— BEGIN Data provided —
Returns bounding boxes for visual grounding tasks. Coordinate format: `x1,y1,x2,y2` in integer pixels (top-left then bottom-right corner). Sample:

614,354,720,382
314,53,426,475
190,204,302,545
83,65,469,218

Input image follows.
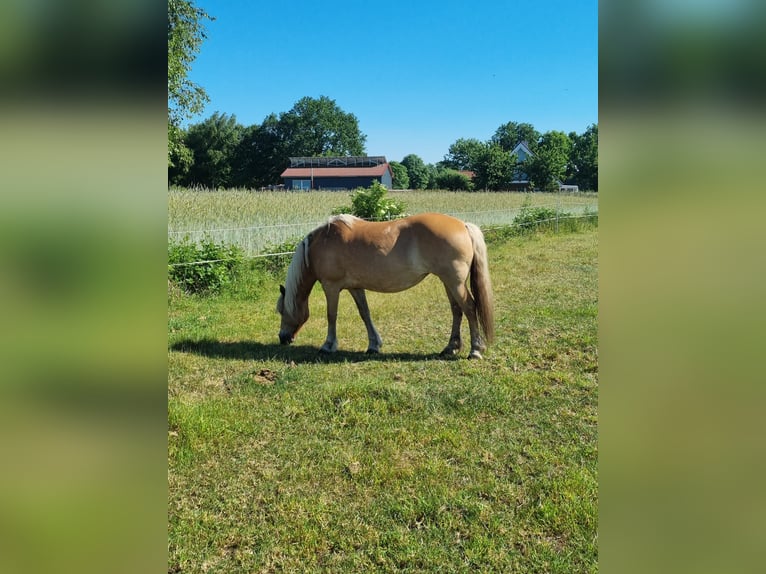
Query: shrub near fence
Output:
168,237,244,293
— END Data provided —
→ Exercise description: Please write out all the rows above again, requests included, adding 18 to every coordinate in the answers while leaving the numbers in the requests unchanged. Leave the pictures out.

→ In response:
Returns bounding boxes for visual grounding tasks. Coordinate format: `x1,y1,x2,y2` in integer pixels (top-left then bottom-right corner). Sample:

614,354,720,382
314,53,426,475
190,204,302,545
83,65,469,218

Input image follows.
Query: shrub near fence
Output:
186,255,262,311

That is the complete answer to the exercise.